Aim of the exercise: Below, copy out word for word the stretch of rows from the line containing "Give the segmentation of every instance of the excavator." through the end of the rows.

Dataset content:
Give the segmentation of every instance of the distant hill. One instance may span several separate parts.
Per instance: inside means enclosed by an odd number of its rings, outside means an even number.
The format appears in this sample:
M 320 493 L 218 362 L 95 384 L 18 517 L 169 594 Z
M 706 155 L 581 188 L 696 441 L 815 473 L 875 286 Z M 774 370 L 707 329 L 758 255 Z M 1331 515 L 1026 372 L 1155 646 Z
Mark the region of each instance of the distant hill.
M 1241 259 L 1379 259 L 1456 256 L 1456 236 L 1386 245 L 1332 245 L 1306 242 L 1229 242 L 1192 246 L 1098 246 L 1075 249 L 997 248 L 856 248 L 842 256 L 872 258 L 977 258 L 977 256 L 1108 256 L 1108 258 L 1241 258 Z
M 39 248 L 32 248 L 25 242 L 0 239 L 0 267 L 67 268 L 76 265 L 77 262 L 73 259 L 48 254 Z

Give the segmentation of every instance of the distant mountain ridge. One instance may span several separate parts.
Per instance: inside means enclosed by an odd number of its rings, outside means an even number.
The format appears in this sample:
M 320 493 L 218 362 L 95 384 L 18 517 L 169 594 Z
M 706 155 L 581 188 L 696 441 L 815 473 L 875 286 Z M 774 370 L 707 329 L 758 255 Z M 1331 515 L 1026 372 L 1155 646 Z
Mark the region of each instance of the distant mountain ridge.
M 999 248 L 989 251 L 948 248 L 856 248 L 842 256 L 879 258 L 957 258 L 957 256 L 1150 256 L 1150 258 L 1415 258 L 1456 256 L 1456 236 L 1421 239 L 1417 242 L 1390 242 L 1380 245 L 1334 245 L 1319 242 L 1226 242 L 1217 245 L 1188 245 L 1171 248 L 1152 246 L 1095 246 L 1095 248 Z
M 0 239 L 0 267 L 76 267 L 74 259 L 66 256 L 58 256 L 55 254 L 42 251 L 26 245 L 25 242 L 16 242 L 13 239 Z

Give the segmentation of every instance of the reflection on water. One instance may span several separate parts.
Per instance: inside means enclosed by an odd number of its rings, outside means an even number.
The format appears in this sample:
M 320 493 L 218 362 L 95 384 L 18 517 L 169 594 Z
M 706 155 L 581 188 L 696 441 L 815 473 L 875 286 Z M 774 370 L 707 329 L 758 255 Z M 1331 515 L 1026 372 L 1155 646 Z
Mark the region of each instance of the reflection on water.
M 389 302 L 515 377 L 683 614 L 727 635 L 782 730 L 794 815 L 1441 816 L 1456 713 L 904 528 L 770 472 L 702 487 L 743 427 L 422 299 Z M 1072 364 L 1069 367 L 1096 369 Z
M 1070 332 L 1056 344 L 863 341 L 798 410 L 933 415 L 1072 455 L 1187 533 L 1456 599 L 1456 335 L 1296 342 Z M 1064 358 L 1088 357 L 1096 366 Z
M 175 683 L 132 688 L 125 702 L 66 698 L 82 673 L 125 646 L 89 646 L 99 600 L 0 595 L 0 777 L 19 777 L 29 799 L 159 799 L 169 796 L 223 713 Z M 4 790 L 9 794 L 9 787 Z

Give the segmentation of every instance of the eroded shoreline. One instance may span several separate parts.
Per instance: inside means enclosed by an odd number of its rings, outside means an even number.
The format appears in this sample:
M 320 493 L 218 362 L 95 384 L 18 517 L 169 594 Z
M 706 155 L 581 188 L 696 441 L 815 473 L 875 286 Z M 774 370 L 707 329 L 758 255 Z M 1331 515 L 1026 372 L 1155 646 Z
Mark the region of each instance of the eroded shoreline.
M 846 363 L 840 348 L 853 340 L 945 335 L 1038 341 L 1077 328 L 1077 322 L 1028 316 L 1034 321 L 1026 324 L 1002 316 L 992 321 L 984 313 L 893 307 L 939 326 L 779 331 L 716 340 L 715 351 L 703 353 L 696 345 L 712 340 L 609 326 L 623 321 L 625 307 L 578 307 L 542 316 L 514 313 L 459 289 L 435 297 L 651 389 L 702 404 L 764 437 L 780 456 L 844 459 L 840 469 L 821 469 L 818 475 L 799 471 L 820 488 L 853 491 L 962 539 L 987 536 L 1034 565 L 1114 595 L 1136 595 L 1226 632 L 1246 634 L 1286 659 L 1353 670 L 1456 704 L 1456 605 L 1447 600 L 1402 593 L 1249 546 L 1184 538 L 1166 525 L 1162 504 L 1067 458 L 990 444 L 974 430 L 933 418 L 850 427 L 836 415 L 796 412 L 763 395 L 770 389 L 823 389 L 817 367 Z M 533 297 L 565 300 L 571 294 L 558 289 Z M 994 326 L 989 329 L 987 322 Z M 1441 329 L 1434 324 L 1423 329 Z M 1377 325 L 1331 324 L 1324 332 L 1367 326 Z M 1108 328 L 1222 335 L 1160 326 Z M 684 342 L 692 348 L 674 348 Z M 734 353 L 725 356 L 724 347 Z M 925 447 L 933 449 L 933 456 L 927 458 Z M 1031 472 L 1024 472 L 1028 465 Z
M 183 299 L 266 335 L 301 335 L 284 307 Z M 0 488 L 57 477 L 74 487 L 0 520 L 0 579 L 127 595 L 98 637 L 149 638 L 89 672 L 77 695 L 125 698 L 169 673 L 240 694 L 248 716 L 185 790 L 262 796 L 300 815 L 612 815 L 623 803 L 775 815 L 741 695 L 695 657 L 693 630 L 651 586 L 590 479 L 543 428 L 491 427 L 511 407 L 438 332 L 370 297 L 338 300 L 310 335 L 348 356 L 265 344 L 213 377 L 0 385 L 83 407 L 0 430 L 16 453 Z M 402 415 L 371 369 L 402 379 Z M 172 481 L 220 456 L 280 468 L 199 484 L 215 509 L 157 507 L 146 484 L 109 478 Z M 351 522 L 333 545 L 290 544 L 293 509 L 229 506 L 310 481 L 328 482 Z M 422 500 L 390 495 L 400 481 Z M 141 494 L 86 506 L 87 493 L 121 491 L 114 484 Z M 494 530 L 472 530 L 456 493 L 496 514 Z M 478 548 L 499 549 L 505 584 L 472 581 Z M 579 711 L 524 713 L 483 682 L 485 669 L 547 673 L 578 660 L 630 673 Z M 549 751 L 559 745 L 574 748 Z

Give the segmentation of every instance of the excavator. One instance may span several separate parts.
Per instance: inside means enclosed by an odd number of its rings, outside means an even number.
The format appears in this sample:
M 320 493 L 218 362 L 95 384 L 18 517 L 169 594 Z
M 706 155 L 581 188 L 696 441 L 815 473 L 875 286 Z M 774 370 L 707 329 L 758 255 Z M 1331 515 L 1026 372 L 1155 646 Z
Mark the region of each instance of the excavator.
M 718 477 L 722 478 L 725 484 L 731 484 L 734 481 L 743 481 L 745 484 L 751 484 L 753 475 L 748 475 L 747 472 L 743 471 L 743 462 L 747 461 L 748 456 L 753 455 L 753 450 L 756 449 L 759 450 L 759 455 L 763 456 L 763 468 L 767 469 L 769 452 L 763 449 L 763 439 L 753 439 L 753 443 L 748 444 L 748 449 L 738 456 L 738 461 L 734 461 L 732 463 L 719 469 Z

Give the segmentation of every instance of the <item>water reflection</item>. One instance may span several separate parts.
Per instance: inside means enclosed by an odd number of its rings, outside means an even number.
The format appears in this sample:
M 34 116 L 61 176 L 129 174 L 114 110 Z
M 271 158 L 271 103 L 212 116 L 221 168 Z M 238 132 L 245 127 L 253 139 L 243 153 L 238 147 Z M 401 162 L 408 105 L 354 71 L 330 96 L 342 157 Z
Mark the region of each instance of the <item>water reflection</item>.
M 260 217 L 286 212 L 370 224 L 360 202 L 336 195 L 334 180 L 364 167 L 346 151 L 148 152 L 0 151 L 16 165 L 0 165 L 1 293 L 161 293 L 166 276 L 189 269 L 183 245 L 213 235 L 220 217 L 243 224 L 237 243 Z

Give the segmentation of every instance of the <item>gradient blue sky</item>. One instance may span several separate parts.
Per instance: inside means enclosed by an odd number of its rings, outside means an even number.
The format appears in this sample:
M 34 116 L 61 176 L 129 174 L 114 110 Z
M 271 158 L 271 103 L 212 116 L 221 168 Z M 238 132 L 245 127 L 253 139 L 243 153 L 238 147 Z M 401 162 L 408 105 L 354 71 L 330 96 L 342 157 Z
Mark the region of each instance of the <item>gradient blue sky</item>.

Exercise answer:
Give the segmentation of every instance of the excavator. One instance may span several separate parts.
Per instance: inside means enclosed by an odd number of its rings, outside means an even number.
The format appears in this sample:
M 320 493 L 218 362 L 95 384 L 18 517 L 169 594 Z
M 706 155 L 581 188 L 696 441 L 815 473 L 875 286 Z M 774 370 L 707 329 L 758 255 Z M 1331 515 L 1026 372 L 1155 646 Z
Mark the region of each instance of the excavator.
M 718 477 L 722 478 L 725 484 L 731 484 L 734 481 L 743 481 L 745 484 L 751 484 L 753 475 L 748 475 L 747 472 L 743 471 L 743 462 L 747 461 L 748 456 L 753 455 L 753 450 L 756 449 L 759 450 L 759 455 L 763 456 L 763 468 L 767 469 L 769 452 L 763 449 L 763 439 L 753 439 L 753 443 L 748 444 L 748 449 L 738 456 L 738 461 L 734 461 L 732 463 L 719 469 Z

Give the segmentation of every instance of the <item>water reflection</item>. One instance may span several separate parts.
Per instance: inside means enclosed by an odd number of its rings, outside means an even number.
The format appears in this sample:
M 34 116 L 61 176 L 129 174 L 114 110 Z
M 271 158 L 271 103 L 212 116 L 221 168 Z M 238 132 L 245 127 L 253 139 L 243 153 L 238 147 Z M 401 162 L 408 105 L 354 71 L 330 96 L 342 157 Z
Mark the region of each instance of the <item>water reflection</item>.
M 260 217 L 286 212 L 370 224 L 360 202 L 336 195 L 334 180 L 364 167 L 346 151 L 148 152 L 0 151 L 16 165 L 0 165 L 1 293 L 161 293 L 166 276 L 189 269 L 183 245 L 213 235 L 220 217 L 243 224 L 237 243 Z

Give the segmentation of every instance of the <item>gradient blue sky</item>. One instance may span several separate parts.
Per instance: inside means enclosed by an odd number of its rings, outside means an even number.
The format appears in this sample:
M 34 116 L 61 176 L 129 174 L 114 110 Z
M 271 158 L 271 103 L 212 116 L 221 168 Z M 238 132 L 245 127 L 253 139 L 243 153 L 238 147 Z M 401 162 L 408 105 L 354 71 L 330 96 L 342 157 Z
Mark the region of each instance of the <item>gradient blue sky</item>.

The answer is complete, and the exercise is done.